WHAT IS NEEDED -> The lines below that include "railing" are to be found and copied.

RECORDS FOR PROCESSING ->
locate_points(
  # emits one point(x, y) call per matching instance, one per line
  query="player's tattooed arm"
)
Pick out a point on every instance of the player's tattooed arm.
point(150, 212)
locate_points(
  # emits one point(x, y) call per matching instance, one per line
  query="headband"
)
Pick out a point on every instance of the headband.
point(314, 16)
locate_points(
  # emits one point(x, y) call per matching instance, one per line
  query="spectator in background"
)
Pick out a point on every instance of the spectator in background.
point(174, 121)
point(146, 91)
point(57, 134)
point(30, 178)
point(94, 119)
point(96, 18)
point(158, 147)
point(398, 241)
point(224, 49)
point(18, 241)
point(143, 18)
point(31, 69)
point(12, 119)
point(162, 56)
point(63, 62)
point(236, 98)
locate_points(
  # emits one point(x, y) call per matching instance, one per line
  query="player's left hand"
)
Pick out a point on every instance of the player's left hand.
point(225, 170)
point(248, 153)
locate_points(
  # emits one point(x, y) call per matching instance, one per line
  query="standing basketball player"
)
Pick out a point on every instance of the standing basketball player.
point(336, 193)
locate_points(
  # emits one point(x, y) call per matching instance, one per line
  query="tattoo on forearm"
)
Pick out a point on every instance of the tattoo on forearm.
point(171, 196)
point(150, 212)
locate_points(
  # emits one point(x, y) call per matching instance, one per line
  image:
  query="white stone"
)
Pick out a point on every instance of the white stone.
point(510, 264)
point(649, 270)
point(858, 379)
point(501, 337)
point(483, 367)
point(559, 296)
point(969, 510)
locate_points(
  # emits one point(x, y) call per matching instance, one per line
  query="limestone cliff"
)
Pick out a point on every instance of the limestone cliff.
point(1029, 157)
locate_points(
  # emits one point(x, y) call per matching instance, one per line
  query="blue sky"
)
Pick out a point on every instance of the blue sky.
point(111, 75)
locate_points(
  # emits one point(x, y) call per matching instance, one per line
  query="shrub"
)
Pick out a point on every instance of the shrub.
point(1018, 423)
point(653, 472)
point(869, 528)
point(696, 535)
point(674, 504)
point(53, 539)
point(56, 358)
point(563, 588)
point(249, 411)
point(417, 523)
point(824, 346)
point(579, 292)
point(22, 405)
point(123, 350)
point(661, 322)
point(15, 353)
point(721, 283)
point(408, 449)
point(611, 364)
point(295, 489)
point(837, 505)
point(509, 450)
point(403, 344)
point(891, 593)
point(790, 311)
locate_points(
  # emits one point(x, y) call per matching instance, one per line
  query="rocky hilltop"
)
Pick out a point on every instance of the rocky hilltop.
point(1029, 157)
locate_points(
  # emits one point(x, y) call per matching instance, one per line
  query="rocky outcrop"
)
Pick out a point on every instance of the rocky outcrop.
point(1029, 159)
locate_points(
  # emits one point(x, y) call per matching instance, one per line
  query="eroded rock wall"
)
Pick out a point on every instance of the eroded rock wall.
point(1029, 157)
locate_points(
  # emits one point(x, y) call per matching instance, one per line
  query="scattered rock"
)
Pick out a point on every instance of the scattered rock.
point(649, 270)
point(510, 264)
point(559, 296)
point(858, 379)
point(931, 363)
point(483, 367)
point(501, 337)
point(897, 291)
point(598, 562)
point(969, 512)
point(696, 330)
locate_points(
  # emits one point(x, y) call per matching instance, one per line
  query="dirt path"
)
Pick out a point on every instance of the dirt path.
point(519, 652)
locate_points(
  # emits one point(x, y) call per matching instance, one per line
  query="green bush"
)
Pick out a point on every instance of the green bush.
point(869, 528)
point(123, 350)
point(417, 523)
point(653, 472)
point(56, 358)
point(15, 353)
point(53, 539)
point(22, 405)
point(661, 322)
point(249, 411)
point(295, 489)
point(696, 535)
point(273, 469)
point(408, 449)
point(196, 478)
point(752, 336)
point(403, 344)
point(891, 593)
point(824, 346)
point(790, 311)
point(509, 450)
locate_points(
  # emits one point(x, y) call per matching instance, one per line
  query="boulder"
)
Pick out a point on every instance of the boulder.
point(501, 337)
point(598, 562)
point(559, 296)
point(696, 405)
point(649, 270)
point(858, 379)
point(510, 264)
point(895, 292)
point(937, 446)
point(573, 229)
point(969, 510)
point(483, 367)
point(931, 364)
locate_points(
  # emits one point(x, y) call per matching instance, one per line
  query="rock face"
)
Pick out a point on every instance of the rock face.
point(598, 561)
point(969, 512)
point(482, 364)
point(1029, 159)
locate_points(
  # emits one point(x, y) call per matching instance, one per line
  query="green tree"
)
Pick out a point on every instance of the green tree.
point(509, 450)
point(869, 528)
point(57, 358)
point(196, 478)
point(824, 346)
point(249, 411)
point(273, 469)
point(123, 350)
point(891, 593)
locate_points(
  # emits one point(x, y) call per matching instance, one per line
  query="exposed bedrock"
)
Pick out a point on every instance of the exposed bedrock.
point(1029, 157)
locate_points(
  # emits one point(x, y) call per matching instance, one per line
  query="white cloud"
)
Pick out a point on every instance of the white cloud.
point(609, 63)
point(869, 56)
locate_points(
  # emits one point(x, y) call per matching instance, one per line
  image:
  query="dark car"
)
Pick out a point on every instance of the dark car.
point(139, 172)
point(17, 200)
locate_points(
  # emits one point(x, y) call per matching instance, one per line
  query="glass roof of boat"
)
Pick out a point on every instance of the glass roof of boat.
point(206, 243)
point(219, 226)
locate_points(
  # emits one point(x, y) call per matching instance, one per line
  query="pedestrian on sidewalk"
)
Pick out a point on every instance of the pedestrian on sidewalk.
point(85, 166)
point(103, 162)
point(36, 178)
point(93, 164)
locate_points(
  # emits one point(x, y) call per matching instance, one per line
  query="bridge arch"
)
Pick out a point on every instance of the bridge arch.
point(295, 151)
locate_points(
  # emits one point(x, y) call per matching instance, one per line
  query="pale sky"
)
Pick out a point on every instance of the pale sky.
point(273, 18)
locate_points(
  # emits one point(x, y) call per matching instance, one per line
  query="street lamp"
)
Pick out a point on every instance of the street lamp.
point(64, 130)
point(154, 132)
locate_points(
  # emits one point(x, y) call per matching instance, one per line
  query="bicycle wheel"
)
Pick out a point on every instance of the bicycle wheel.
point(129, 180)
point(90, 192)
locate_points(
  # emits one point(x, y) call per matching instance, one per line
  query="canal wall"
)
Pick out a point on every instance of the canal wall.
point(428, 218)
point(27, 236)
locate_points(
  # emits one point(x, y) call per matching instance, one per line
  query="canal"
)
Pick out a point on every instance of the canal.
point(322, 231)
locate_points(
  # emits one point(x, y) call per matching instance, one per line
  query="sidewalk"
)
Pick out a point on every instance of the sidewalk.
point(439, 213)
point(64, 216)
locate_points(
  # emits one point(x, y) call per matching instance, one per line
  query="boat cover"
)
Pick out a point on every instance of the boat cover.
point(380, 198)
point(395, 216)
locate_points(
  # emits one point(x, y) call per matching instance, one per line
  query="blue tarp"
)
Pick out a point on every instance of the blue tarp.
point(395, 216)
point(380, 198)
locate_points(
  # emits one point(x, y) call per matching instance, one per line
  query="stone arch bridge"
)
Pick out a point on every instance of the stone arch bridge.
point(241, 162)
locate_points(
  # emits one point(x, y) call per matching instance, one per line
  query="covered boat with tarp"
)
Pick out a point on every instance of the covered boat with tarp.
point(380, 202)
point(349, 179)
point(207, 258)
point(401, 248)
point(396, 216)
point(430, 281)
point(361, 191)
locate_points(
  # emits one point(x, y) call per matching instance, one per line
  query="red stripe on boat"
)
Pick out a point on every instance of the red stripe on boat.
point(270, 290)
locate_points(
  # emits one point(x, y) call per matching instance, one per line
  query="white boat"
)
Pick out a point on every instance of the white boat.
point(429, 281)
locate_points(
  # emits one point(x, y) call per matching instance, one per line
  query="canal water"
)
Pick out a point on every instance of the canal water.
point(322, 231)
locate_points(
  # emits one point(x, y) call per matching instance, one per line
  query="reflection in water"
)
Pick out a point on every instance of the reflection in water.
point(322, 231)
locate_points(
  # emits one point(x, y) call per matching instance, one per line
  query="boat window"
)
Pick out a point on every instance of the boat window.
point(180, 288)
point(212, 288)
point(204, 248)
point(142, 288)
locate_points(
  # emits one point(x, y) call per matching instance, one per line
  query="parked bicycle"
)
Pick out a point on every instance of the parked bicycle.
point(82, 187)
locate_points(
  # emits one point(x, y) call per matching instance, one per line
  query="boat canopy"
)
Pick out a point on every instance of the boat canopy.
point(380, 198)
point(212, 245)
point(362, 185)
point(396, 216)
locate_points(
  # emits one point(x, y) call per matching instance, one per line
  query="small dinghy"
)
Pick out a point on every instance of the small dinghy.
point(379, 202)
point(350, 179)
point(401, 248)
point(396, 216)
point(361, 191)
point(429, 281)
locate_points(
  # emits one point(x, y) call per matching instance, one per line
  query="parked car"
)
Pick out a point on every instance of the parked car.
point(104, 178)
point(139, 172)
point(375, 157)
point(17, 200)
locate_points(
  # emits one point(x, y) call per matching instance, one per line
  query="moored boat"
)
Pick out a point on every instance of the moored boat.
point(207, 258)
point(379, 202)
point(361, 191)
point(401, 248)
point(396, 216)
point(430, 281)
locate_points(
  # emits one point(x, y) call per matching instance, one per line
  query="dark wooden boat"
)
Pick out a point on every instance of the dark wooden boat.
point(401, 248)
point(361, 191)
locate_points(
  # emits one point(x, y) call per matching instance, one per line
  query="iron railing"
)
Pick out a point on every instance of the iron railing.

WORKED SOLUTION ->
  query="iron railing"
Pick out a point on every instance of the iron railing.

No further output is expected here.